» Given data
☆ ☆ ☆

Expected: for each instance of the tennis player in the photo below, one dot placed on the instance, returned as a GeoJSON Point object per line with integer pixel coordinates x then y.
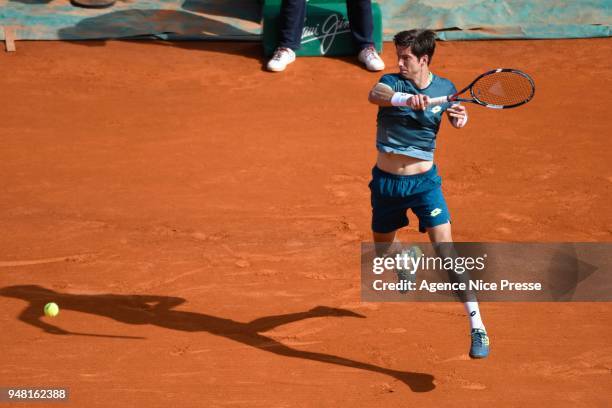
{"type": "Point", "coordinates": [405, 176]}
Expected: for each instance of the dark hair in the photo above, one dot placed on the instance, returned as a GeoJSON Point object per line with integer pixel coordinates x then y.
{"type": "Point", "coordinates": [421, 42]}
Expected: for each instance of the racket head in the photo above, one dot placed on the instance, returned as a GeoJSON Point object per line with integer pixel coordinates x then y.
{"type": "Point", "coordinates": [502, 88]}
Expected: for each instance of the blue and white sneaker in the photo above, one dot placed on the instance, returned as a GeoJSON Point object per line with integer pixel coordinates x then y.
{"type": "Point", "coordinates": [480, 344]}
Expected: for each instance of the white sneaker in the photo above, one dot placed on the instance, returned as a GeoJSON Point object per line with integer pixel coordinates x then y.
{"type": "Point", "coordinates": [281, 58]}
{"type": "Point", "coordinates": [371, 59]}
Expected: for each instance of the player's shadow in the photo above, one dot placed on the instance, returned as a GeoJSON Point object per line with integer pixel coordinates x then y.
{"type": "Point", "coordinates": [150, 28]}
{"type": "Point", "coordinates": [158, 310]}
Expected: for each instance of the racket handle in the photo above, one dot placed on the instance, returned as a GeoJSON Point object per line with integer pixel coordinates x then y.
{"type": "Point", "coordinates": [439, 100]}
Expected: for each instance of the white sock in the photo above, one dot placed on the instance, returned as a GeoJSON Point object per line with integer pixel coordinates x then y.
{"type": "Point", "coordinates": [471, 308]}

☆ ☆ ☆

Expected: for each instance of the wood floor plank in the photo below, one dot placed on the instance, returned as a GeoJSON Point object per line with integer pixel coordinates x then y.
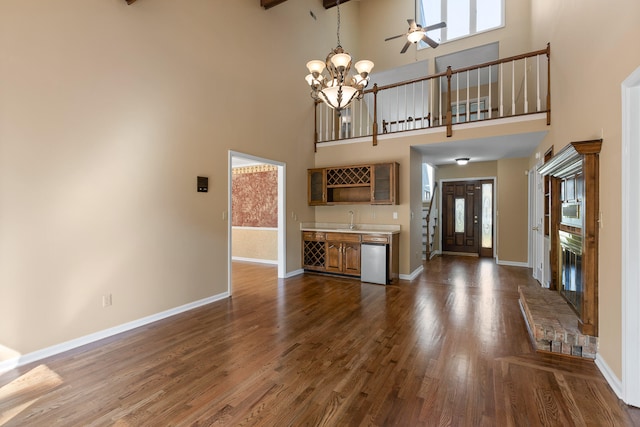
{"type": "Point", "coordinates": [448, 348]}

☆ ☆ ☆

» Written exercise
Pull out each line of the rows that contains the word "above", copying every such line in full.

» Response below
Expected: for each instance of the dark hair in the photo above, one dot placed on the instance, returned as a GeoJSON Point object per line with integer pixel coordinates x then y.
Expected: for each instance of the racket head in the photo above, one dot placed on the instance, returned as a GeoJSON Point object per line with integer pixel coordinates x then y.
Expected: for each instance of the blue and white sneaker in the photo above, one dot placed on the instance, returned as a GeoJSON Point object per line with integer pixel coordinates x then y.
Expected: for each instance of the white sneaker in the photo above, one dot placed on the instance, returned as a GeoJSON Point object per line with integer pixel coordinates x then y.
Expected: for each instance of the player's shadow in the photo above, one dot placed on the instance, returned as a GeoJSON Point object per line with integer pixel coordinates x then y.
Expected: for each instance of the racket handle in the photo above, one dot placed on the instance, returned as a GeoJSON Point object per line with integer pixel coordinates x then y.
Expected: for each instance of the white sock in the photo above, one dot placed on the instance, returned as a GeoJSON Point object per line with integer pixel coordinates x then y.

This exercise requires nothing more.